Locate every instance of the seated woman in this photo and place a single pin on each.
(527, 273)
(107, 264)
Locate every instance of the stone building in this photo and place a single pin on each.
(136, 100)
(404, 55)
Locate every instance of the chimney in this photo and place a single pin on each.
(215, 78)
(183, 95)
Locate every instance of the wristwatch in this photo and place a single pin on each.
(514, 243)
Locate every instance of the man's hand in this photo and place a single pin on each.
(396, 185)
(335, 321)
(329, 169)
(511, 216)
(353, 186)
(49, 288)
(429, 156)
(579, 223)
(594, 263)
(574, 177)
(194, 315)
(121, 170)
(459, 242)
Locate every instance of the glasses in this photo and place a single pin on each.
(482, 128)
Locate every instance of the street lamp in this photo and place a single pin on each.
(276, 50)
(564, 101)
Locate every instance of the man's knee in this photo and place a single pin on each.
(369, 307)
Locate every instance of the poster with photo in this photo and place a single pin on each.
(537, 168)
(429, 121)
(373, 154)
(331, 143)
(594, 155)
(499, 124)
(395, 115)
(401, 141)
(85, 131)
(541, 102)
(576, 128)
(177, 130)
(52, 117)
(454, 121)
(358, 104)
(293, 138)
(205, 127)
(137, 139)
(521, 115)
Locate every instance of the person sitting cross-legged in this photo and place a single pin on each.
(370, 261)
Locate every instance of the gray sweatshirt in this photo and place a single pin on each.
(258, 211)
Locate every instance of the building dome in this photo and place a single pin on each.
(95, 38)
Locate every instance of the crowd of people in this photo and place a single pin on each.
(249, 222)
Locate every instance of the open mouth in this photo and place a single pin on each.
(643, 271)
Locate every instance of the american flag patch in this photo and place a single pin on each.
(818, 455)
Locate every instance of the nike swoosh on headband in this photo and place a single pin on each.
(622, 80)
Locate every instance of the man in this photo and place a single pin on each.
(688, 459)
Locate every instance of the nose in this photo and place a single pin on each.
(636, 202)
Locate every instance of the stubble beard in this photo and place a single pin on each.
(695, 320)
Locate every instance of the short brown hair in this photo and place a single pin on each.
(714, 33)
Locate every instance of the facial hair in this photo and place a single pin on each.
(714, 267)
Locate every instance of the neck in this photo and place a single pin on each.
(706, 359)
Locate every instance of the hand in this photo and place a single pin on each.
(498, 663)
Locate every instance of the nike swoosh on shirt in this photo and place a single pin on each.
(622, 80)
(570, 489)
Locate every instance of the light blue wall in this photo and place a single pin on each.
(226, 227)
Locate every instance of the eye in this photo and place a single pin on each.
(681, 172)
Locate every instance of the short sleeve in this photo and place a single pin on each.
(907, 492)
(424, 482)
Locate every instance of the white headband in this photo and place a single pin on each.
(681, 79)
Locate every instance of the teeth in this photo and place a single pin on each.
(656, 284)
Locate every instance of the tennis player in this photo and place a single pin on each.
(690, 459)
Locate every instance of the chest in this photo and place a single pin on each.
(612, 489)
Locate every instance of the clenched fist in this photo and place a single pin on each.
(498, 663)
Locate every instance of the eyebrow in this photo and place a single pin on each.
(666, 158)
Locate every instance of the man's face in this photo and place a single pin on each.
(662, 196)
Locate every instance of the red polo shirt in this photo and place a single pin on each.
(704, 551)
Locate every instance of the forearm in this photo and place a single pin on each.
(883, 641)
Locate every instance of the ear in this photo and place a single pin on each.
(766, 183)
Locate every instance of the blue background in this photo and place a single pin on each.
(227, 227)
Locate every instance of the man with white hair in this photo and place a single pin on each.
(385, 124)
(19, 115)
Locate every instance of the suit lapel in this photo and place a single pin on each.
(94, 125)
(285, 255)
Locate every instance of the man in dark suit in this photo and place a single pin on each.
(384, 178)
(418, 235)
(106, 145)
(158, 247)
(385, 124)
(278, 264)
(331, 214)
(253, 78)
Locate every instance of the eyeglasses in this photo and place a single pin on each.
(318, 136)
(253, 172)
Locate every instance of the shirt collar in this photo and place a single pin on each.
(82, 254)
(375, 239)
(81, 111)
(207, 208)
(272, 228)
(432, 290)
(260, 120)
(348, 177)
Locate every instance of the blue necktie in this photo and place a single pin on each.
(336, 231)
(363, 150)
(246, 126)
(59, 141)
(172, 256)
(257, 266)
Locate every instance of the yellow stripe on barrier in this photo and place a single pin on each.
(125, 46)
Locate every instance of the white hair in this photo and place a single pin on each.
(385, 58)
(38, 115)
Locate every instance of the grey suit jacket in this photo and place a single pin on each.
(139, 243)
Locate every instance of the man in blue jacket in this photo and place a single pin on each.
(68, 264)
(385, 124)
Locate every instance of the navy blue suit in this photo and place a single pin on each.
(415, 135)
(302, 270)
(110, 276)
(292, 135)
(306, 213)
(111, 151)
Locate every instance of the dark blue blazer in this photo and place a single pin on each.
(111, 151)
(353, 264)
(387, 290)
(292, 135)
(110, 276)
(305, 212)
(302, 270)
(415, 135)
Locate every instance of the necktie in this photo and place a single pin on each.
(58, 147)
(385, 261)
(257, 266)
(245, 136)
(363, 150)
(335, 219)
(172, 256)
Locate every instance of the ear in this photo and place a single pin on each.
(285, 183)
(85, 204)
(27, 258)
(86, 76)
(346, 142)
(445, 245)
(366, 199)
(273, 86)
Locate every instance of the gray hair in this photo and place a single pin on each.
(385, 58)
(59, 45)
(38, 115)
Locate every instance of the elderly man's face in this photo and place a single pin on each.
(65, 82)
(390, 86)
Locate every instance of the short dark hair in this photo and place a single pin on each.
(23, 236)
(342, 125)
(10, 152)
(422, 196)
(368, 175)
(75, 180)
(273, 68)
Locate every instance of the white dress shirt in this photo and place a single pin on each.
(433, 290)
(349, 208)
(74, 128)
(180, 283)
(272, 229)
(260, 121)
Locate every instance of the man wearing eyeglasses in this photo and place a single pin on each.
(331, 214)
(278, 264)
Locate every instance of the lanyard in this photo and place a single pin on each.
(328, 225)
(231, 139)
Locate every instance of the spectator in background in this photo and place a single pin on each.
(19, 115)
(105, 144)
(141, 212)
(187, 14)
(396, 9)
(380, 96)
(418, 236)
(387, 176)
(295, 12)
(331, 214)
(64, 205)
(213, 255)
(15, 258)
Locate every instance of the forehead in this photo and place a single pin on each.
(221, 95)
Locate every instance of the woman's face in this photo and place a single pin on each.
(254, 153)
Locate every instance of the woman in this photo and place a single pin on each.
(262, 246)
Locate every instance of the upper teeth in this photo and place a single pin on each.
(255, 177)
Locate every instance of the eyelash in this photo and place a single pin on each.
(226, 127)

=== PROBLEM TO SOLVE ===
Extract the lines above from the one containing "Locate every instance of the forehead" to the last line, both included, exactly as written.

=== FULL SOLUTION ===
Locate every instance of the forehead in this photo and place a single pin on each.
(221, 95)
Locate every instance of the woman's face in this photo and place a single pin on each.
(254, 153)
Locate every instance of the woman in this photo and place a single pin on each.
(262, 246)
Locate every instance of the upper teeth in this photo and place a single pin on each.
(255, 177)
Locate every instance of the eyelash in this photo and place a single pin on each.
(226, 127)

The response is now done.